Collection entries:

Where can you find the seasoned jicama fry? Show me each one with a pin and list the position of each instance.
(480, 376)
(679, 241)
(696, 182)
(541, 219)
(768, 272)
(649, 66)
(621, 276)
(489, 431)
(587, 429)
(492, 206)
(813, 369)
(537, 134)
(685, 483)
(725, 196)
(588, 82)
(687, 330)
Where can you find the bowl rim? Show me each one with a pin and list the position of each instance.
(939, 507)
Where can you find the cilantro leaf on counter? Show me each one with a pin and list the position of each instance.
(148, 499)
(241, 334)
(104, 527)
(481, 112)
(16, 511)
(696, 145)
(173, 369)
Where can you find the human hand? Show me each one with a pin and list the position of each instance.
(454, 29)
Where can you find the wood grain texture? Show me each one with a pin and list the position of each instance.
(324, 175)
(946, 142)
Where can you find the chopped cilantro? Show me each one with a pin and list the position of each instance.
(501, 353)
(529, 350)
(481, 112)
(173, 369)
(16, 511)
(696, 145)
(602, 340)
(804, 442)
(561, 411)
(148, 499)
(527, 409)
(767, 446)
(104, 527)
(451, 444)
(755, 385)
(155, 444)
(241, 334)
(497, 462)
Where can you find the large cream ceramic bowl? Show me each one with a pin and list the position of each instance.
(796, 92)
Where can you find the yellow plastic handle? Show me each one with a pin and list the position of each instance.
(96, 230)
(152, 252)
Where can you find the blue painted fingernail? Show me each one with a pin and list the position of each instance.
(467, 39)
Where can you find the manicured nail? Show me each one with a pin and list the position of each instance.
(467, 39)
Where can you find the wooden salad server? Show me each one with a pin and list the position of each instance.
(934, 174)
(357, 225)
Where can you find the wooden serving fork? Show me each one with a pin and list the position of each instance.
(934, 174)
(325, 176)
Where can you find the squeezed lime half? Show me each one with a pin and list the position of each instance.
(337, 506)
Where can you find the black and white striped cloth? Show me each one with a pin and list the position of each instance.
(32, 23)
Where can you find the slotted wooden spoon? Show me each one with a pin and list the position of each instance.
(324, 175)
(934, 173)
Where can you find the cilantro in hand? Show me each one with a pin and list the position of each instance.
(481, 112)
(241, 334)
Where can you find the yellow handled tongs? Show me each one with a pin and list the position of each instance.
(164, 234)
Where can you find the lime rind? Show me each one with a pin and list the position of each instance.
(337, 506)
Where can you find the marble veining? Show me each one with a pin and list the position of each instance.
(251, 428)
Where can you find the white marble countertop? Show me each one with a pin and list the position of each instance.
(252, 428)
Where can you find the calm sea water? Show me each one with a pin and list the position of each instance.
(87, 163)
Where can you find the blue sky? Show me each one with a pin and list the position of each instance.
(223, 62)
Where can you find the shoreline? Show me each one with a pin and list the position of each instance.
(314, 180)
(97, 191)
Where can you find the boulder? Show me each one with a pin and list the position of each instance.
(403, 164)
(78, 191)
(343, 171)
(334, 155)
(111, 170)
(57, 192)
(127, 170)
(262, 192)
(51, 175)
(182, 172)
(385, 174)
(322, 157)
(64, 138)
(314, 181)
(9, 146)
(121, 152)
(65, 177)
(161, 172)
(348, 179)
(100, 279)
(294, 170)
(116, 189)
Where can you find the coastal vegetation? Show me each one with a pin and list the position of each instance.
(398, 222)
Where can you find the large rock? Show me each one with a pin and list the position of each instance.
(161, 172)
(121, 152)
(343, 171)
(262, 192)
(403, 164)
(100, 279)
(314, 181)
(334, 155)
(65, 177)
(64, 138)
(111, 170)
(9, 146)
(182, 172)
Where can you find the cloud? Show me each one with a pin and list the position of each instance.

WHAT YOU SHOULD DO – Output all of the entries, exactly as they are written.

SOLUTION FOR THIS EXERCISE –
Where can you find the seasoned jicama fry? Show me each one with a pin and list the position of each instance.
(480, 376)
(679, 241)
(696, 182)
(541, 219)
(768, 272)
(649, 66)
(621, 276)
(489, 431)
(587, 429)
(492, 206)
(813, 369)
(537, 134)
(685, 483)
(725, 196)
(588, 82)
(687, 330)
Where can you find the bowl rim? Show me each one with a pin and list the position of each instance.
(939, 507)
Where can you find the cilantro leaf on counter? Show me each one with a pin and list the position of each instance.
(148, 499)
(241, 334)
(104, 527)
(481, 112)
(16, 511)
(696, 145)
(173, 369)
Where can you find the human hand? Show me each one with a pin and list the position of each instance.
(454, 29)
Where can you find the wood grain texture? Show me each one with a pin and list the position of each instance.
(324, 175)
(946, 142)
Where can you find the chopped cilantro? Show me each one with a pin and list the position of each instance.
(501, 353)
(529, 350)
(481, 112)
(173, 369)
(16, 511)
(696, 145)
(602, 340)
(804, 442)
(561, 411)
(148, 499)
(527, 409)
(767, 446)
(104, 527)
(451, 444)
(755, 385)
(155, 444)
(241, 334)
(497, 462)
Where can you find the large cream ceramic bowl? Show me each one with a pin and list the position of each instance.
(796, 92)
Where can you find the yellow plastic handle? Show me each one with a pin and list the position of each instance.
(96, 230)
(152, 252)
Where can you find the blue painted fingernail? Show me each one with a pin and list the position of each instance.
(467, 39)
Where can you find the manicured nail? Show me each one with a pin and list the position of each instance.
(467, 39)
Where can you find the wooden salad server? Show me each one with a pin and list the position of each instance.
(934, 174)
(357, 225)
Where can you find the wooden serving fork? Show me each one with a pin and list the position of each instance.
(934, 174)
(325, 176)
Where can you find the squeezed lime half? Show me each one with a pin and list the position of each instance.
(337, 506)
Where can you find the black and white striped cloth? Show me each one with a pin and list the position of each instance.
(32, 23)
Where can you find the slotted wooden spoon? Show me each one with a pin and list the position of each instance.
(324, 175)
(934, 173)
Where can you find the cilantro in hand? Show me each one with a pin and list the position of each instance.
(481, 112)
(241, 334)
Where can you find the yellow handled tongs? Show me each one with a pin and list the position of each instance.
(164, 234)
Where can you find the lime rind? Show me each one with a pin and list the position of each instance.
(337, 506)
Where can you find the marble veining? Show me each one with a pin and list the position of each instance.
(251, 428)
Where can you find the white marble countertop? Show me each one with a pin and list the position of each instance.
(252, 428)
Where can you find the calm sea water? Show me each one with a pin and list the position of each instance.
(87, 163)
Where can you find the blue sky? Show me each one with a pin and list the position of each instance.
(223, 62)
Where can you find the shoreline? Show me each one with a pin and list the position of each instance.
(314, 180)
(97, 191)
Where can you find the boulder? Show me each one with a pin and list the position of each instance.
(403, 164)
(78, 191)
(343, 171)
(334, 155)
(111, 170)
(57, 192)
(127, 170)
(262, 192)
(51, 175)
(182, 172)
(385, 174)
(322, 157)
(64, 138)
(314, 181)
(9, 146)
(121, 152)
(65, 177)
(161, 172)
(348, 179)
(100, 279)
(294, 170)
(116, 189)
Where can you find the coastal vegetation? Show me each one with a pin and list the position of each instance.
(398, 222)
Where can you find the large rock? Show me each one with a pin and list the position of each instance.
(161, 172)
(121, 152)
(343, 171)
(262, 192)
(403, 164)
(100, 279)
(314, 181)
(334, 155)
(65, 177)
(64, 138)
(111, 170)
(9, 146)
(182, 172)
Where can you find the cloud? Show me each one with a pin and list the position of each instance.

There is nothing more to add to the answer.